[Begin]

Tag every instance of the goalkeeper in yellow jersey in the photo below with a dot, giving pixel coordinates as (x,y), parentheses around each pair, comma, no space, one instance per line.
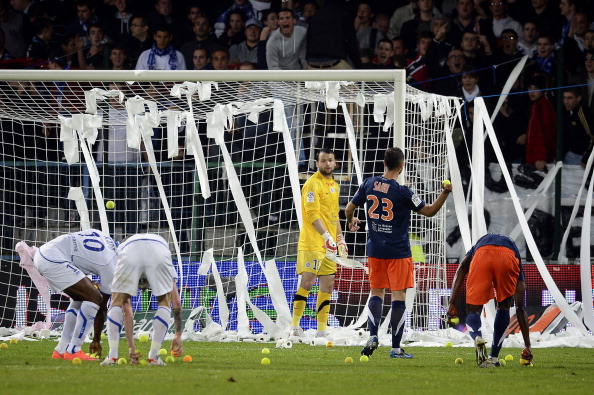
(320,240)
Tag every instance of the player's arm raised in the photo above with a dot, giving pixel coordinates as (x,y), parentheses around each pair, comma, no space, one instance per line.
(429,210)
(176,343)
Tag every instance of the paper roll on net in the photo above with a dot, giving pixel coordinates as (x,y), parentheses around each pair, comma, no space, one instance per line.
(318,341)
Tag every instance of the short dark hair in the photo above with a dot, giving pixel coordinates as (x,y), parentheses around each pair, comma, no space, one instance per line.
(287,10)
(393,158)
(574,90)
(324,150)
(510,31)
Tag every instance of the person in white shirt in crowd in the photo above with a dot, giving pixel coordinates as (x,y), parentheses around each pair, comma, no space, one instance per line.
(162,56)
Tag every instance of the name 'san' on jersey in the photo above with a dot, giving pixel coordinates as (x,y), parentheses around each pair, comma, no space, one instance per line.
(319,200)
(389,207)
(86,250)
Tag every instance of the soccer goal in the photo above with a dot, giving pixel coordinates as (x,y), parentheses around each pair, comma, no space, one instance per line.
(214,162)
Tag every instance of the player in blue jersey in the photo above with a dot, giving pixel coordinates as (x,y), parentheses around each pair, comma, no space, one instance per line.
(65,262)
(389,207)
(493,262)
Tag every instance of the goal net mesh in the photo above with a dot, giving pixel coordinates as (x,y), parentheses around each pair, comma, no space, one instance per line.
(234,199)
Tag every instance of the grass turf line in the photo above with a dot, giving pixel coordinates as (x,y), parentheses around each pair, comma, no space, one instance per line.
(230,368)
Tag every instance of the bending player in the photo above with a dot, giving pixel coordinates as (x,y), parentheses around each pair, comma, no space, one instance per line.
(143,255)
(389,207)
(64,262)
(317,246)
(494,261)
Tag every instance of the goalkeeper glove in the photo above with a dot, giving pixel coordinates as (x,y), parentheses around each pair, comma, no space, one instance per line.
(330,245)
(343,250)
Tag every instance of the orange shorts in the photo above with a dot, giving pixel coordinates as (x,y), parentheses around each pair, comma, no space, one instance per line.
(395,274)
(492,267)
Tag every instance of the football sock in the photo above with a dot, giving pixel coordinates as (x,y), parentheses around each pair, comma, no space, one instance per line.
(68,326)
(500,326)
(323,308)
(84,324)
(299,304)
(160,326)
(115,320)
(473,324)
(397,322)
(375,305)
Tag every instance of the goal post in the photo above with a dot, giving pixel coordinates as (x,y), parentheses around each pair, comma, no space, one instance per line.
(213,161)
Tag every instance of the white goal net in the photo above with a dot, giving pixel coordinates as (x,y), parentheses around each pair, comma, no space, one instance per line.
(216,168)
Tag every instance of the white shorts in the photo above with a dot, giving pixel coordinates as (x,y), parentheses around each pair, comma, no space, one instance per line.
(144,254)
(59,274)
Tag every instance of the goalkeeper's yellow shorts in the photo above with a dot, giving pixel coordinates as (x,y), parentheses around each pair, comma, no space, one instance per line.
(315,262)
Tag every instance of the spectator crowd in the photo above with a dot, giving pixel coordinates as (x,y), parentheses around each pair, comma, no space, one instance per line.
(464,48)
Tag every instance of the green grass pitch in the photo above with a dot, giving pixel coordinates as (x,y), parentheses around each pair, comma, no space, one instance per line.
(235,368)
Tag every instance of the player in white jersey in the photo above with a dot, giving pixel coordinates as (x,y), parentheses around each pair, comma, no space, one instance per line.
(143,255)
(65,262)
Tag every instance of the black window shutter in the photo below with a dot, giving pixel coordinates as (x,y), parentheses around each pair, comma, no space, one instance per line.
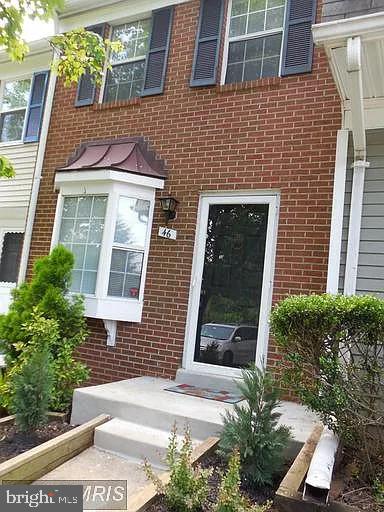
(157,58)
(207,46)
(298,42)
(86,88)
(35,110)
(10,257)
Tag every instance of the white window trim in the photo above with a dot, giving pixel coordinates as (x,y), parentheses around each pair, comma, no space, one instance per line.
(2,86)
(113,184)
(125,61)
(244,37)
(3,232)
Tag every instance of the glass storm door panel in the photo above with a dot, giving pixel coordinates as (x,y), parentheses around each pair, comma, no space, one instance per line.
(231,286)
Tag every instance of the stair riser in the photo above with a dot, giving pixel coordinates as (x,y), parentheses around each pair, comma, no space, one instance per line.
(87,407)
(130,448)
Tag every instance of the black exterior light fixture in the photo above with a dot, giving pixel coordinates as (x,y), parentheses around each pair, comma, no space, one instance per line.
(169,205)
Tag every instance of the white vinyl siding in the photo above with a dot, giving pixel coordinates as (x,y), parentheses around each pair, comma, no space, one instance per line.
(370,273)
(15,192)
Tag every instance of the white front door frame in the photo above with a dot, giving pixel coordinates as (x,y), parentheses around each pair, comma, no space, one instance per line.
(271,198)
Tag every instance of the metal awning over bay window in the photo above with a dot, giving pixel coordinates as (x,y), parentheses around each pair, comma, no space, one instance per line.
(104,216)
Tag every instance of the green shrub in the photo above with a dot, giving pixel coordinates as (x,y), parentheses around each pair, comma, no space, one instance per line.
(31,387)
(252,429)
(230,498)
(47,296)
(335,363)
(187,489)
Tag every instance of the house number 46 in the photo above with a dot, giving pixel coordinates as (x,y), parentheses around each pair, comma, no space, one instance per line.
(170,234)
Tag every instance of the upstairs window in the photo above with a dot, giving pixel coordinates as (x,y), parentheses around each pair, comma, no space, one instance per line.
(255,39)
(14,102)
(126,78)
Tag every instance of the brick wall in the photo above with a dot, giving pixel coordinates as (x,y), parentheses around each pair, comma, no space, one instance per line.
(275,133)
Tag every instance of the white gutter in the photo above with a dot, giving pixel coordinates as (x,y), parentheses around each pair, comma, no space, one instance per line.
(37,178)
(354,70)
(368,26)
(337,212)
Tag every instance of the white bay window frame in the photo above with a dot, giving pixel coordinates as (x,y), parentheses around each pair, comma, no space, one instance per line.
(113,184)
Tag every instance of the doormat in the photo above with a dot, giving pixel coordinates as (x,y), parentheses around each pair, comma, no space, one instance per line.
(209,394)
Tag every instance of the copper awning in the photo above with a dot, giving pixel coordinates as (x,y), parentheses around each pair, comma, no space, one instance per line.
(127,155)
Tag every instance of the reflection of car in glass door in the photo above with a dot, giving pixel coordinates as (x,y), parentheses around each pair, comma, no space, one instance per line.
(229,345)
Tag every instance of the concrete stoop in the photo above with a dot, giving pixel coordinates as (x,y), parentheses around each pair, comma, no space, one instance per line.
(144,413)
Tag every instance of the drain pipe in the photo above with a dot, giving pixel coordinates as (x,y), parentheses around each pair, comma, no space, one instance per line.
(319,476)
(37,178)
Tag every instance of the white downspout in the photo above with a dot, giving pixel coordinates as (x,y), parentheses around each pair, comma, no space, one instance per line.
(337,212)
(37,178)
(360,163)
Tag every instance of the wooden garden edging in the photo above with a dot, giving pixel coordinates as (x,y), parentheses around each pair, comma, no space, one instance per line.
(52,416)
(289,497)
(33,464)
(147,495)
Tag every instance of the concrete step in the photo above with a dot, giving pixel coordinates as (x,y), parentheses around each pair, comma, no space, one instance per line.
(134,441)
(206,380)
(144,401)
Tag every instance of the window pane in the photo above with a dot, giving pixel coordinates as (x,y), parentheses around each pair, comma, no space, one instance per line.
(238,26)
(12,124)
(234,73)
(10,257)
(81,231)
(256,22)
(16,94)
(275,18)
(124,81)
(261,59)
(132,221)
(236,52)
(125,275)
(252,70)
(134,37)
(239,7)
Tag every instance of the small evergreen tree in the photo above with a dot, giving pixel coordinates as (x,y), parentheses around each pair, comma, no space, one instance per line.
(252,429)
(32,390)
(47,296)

[End]
[Begin]

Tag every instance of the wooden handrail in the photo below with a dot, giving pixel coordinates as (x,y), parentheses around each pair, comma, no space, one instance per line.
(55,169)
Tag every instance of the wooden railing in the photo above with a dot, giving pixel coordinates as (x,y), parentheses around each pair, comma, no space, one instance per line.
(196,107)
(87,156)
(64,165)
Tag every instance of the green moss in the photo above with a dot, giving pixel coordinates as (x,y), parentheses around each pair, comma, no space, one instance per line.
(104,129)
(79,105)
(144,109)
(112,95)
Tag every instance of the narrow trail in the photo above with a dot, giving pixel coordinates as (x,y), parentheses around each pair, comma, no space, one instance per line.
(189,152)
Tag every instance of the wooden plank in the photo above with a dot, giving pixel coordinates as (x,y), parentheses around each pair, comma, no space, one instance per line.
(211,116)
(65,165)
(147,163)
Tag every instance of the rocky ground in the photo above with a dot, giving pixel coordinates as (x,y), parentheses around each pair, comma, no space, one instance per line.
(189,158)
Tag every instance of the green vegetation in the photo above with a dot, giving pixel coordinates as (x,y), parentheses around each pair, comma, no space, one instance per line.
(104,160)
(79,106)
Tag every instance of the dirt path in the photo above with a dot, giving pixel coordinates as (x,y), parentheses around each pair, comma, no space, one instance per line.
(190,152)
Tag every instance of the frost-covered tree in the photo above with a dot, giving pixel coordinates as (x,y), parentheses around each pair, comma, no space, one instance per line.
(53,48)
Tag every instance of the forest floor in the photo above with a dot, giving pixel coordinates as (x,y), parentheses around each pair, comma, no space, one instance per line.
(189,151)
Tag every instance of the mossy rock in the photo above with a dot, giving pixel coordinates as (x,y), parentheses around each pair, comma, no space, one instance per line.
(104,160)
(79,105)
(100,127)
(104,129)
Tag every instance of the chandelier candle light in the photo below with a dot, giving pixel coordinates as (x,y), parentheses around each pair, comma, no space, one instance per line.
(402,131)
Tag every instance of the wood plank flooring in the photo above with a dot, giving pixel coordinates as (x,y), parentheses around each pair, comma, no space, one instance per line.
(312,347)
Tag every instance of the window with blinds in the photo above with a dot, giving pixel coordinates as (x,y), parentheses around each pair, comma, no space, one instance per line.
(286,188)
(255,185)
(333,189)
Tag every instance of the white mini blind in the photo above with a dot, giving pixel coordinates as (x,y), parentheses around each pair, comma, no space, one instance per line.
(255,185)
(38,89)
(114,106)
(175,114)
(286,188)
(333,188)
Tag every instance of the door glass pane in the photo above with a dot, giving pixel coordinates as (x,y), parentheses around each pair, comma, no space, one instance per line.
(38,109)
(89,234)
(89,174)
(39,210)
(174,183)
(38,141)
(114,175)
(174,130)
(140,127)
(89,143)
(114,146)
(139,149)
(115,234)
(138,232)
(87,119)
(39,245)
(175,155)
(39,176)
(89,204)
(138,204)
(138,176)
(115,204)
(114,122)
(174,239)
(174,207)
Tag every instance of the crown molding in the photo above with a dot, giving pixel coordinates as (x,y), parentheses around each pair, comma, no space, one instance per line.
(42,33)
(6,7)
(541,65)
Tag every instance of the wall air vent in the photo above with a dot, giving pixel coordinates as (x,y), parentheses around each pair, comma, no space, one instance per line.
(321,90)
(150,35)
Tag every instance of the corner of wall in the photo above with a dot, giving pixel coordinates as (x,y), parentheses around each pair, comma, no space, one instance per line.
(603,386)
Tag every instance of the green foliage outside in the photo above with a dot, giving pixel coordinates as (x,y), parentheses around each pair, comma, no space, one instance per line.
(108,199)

[End]
[Begin]

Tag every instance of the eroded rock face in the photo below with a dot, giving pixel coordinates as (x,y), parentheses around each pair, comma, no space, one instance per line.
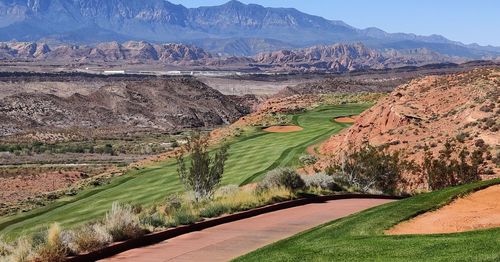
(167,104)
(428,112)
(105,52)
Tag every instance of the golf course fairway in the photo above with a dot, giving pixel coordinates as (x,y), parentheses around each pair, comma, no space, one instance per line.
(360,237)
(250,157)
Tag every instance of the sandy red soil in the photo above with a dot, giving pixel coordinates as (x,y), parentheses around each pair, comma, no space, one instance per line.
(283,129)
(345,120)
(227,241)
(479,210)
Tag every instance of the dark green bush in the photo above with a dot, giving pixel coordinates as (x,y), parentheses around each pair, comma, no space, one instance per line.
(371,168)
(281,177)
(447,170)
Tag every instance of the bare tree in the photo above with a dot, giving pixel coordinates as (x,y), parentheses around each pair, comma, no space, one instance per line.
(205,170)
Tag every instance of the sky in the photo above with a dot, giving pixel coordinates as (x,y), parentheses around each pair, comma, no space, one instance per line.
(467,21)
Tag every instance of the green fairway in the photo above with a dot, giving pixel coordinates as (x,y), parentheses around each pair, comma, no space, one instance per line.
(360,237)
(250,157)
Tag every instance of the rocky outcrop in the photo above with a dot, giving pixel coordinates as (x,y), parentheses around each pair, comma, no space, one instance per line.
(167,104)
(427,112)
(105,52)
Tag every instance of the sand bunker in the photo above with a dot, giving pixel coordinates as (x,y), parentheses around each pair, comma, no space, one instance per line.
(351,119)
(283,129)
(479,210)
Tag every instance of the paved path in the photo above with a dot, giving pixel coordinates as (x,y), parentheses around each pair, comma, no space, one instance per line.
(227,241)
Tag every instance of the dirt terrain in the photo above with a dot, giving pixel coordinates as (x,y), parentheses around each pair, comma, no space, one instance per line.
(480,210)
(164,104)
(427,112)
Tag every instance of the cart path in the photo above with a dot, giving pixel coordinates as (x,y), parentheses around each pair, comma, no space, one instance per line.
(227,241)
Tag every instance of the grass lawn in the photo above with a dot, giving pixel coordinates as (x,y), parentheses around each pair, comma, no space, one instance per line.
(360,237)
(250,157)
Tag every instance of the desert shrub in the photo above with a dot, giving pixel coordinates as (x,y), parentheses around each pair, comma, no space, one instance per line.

[End]

Select every line in the records above that contains the word "rocky" and copy each one out in full. Case counts.

Tag every instance of the rocky ground in the photo above with a dot, giving pixel coordinates as (x,y), parentheses around each pair, comma, no space, one instance per line.
Tag every instance of the rocky outcrop in the photo above with a dot, giving pixel coordinates as (x,y), parentheses around each pair, comma, no space, one instance per line.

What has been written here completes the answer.